TASK INSTRUCTIONS: Pictures aside, quote the whole listing exactly.

PROVIDED INFORMATION:
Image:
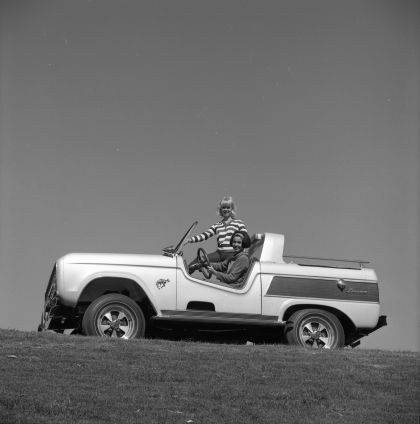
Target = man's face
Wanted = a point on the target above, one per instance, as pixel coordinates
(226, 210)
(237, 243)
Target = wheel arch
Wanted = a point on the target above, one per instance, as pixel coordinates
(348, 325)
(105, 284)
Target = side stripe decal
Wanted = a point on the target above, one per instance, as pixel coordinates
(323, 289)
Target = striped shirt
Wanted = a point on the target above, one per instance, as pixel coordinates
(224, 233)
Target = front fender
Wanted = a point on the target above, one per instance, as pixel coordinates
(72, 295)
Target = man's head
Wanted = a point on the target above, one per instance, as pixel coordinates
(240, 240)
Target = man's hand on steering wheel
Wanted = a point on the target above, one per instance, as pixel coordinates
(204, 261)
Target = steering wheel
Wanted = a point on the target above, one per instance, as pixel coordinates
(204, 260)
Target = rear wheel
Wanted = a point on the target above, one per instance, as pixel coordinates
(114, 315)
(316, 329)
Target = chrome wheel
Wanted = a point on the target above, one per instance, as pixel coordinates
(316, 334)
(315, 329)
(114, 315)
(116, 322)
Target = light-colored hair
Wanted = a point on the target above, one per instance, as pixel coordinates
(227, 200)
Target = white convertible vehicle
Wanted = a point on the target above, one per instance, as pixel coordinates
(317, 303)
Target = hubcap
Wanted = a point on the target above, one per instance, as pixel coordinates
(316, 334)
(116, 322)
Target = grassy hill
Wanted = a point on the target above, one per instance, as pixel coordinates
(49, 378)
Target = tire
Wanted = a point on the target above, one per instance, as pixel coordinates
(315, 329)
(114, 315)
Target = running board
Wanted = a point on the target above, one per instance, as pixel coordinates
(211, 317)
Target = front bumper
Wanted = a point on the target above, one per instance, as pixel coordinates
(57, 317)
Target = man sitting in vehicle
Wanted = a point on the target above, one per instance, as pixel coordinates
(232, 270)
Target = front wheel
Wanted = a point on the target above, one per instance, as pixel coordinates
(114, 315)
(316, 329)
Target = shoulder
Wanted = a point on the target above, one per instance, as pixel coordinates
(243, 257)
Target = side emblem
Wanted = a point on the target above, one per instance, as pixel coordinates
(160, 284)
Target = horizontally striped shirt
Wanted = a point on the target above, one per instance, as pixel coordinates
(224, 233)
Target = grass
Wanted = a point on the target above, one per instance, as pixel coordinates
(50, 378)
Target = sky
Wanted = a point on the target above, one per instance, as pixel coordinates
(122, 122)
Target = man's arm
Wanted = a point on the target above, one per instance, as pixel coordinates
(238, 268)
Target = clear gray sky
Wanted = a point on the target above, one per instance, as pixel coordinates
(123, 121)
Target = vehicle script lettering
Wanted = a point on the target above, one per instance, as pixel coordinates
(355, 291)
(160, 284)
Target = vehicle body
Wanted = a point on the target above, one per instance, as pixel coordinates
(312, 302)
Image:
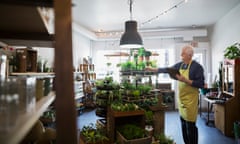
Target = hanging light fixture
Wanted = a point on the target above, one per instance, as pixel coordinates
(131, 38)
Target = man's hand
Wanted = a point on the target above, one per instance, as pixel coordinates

EXPECTED ANSWER:
Image:
Target = man's face
Wanted = a point on the target above, one per instance, as pixel coordinates
(226, 210)
(237, 243)
Target = wheel arch
Wanted = a point on the target above, one per instance, as pixel coordinates
(348, 325)
(105, 284)
Target = side stripe decal
Wanted = a point on the target above, one per instance, as pixel coordinates
(323, 289)
Target = striped shirt
Wanted = a point on the target above, one per instance, as pixel coordinates
(224, 233)
Target = front fender
Wanted = a point on the target above, one per instance, as pixel coordinates
(72, 295)
Target = man's head
Wanted = a point on the target above, one per instance, as pixel coordinates
(240, 240)
Target = man's hand on steering wheel
Wanted = a point on the target above, one per instance, as pixel coordinates
(204, 261)
Target = steering wheel
Wanted = a point on the target above, one per instance, as pixel coordinates
(204, 260)
Target = rear wheel
Wanted = a point on the target above, one per instance, as pixel coordinates
(114, 315)
(316, 329)
Target = chrome wheel
Wanted = a point on the target above, one per instance, as pixel coordinates
(316, 334)
(315, 329)
(114, 315)
(116, 322)
Target = light-colored hair
Wanted = a point on the target above, one per instance, as pixel coordinates
(227, 200)
Target = white convertible vehicle
Wanted = a point on the target above, one per instance, as pixel coordinates
(317, 303)
Target = hubcap
Wanted = a point on the target above, one per instance, as pixel coordinates
(316, 334)
(116, 322)
Target = grassy hill
Wanted = a point on the target above, one per instance, as pixel coordinates
(49, 378)
Target = tire
Wanted = a point on the target above, one per instance, as pixel coordinates
(315, 329)
(114, 315)
Target = running board
Wanted = a point on the target above, one per instance, as pixel coordinates
(211, 317)
Target = front bumper
Wanted = a point on the target above, one per instance, as pixel coordinates
(57, 317)
Target = man sitting in vehicle
Wanted = a point on the target above, one per instance, as pixel coordinates
(232, 270)
Target = front wheel
Wanted = a point on the target above, one per instance, as pixel coordinates
(114, 315)
(316, 329)
Target = shoulder
Wanted = a point on the target above, one per instance, as pixel coordinates
(243, 257)
Target = side emblem
Wanted = a point on the target above, one per instance, as pixel coordinates
(160, 284)
Target = horizontally striped shirt
Wanted = a point on the target above, one per instance, as pixel coordinates
(224, 233)
Target = grass
Wanted = a point on the target above, one per instance, as pixel coordinates
(50, 378)
Target = sky
Wanted = a point on the target above, one per instance, as pixel coordinates
(122, 122)
Target = man's arm
Wanted = a point on the target above, one per instance, as pixel coordinates
(238, 268)
Target = clear gray sky
Wanted = a point on the target above, one per instance, as pixel coordinates
(123, 121)
Target = vehicle script lettering
Wanted = a point on the target above, one per instance, as pixel coordinates
(355, 291)
(160, 284)
Target = vehicle body
Wanted = a point on the target above, one per instance, as pixel coordinates
(312, 302)
Image:
Target = hanging light fixture
Wanted = a point on the target above, one per instance, as pixel coordinates
(131, 38)
Target = man's hand
Wanted = a point on the target above, one per instance, as pixel coordinates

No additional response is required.